### What to do
Using the records below, write out the line with "Target: pink lampshade" and each line after it through the final one, exactly, and only those.

### Data listing
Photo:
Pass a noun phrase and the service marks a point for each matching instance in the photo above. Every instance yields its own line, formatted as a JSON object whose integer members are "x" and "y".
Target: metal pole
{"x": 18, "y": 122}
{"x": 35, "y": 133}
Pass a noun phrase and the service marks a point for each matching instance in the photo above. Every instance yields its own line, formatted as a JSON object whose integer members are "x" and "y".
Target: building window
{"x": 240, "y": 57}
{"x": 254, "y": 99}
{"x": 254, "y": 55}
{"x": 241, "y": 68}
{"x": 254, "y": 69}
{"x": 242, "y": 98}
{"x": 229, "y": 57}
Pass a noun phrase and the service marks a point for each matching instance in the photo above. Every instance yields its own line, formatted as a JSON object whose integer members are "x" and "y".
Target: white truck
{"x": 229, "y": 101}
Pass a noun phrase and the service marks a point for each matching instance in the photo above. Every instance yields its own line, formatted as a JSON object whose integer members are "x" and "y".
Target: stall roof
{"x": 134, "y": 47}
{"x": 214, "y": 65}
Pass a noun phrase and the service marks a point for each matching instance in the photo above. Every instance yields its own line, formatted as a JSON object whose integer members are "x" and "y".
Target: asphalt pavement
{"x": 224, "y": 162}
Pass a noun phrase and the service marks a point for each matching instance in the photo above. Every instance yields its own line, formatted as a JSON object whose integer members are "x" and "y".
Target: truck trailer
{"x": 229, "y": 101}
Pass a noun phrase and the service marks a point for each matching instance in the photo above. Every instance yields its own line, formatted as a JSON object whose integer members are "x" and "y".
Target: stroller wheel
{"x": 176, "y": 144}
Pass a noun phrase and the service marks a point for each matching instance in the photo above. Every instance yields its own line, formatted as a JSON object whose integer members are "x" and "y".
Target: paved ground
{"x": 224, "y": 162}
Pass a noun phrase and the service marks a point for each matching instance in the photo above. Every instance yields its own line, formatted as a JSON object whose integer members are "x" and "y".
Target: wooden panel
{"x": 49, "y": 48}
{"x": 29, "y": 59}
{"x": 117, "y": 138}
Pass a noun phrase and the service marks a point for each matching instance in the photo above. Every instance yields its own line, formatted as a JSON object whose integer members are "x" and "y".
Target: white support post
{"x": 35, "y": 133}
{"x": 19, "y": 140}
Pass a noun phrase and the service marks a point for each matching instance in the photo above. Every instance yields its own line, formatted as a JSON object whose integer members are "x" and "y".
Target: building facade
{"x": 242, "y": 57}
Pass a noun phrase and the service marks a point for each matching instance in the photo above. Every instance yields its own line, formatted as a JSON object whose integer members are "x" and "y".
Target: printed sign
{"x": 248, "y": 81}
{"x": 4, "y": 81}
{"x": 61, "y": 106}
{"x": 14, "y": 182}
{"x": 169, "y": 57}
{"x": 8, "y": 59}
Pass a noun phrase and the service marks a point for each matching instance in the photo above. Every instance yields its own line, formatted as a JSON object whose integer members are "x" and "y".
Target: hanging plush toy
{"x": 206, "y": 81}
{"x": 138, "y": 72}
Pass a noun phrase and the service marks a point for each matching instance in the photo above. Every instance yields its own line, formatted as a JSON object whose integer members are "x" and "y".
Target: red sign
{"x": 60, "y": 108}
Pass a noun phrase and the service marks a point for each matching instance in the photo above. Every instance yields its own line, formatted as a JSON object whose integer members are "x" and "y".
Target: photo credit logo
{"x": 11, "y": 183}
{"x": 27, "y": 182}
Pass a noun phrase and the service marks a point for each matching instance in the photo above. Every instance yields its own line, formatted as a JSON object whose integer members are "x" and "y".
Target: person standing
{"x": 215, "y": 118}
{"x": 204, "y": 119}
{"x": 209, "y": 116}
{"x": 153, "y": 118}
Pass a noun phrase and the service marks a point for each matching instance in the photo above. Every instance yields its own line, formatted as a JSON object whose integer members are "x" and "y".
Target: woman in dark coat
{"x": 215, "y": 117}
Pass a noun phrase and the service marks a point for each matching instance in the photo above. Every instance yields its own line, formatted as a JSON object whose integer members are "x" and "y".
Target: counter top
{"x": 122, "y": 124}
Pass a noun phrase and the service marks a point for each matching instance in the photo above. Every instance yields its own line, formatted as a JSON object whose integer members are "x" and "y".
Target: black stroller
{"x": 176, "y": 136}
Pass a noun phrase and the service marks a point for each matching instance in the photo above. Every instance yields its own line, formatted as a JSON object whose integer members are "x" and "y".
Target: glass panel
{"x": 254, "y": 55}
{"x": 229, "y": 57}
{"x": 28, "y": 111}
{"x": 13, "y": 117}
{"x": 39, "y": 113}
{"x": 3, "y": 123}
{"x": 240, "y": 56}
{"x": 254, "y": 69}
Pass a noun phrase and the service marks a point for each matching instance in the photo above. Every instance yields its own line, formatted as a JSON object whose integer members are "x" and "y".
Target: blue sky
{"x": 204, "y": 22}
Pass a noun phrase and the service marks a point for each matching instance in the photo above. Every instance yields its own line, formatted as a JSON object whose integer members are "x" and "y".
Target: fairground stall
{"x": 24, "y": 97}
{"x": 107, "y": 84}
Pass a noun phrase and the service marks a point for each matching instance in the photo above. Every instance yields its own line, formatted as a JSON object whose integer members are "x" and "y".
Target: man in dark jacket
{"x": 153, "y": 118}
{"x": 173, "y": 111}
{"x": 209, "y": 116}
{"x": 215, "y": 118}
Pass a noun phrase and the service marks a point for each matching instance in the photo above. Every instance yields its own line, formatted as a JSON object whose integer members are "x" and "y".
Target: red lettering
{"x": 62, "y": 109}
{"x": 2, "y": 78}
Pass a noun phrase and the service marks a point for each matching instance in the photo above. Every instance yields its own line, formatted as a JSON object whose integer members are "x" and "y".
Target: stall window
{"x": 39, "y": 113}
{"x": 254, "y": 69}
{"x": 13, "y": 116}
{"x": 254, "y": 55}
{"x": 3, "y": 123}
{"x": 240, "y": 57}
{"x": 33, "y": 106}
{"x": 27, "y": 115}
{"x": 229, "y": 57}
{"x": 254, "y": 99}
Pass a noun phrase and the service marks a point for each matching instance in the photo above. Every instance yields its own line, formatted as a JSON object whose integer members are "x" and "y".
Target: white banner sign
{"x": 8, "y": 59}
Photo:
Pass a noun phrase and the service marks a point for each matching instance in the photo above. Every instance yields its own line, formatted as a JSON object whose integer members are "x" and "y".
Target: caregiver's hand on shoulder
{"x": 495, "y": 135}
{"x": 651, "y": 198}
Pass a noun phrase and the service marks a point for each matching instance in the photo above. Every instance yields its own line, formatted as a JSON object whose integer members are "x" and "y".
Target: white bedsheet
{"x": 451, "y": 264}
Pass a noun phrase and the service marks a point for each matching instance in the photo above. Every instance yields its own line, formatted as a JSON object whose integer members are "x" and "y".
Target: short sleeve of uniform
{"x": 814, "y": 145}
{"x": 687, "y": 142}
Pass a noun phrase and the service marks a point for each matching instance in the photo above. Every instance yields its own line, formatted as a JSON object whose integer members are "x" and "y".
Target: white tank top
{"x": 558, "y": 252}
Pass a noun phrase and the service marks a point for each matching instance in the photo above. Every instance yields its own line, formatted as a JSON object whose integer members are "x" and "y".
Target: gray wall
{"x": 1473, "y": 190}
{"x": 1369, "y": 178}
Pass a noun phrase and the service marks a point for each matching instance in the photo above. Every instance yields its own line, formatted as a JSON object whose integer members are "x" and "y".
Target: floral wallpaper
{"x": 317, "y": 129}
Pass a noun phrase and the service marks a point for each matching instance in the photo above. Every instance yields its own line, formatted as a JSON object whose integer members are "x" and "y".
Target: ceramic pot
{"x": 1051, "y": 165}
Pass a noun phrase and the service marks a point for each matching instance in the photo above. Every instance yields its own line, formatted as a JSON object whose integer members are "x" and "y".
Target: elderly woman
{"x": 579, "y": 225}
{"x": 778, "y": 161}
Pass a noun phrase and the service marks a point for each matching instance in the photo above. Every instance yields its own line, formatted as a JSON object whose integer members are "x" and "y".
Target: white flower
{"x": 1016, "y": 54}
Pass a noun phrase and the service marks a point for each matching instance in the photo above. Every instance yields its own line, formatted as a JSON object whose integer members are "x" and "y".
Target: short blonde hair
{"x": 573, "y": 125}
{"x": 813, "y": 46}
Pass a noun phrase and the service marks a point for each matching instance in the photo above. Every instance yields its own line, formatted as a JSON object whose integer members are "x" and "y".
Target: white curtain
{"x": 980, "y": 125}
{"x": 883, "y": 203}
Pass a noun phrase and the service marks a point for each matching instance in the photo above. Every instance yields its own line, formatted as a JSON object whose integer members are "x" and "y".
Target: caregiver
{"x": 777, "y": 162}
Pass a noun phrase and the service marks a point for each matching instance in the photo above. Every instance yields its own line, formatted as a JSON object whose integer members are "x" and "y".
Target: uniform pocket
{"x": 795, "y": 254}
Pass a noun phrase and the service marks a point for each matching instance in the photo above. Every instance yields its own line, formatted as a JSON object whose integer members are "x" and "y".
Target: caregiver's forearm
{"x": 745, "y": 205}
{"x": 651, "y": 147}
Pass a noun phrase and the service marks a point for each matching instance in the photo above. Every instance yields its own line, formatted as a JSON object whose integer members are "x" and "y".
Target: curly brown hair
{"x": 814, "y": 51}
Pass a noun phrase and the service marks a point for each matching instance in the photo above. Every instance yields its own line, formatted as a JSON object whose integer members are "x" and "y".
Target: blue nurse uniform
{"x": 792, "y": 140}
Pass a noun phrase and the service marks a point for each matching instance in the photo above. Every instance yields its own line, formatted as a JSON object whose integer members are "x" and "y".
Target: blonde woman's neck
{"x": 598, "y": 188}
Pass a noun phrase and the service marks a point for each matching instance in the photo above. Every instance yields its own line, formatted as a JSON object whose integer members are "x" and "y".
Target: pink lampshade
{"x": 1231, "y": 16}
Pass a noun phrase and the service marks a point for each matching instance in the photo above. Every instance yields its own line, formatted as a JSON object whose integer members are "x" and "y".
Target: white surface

### Response to the exercise
Target: pink lampshade
{"x": 1231, "y": 16}
Pass a noun phrase and the service marks a point for each matching instance in the photo above. Every instance yields its own line, formatted as a JSON object whose integer members are "x" and "y".
Target: white surface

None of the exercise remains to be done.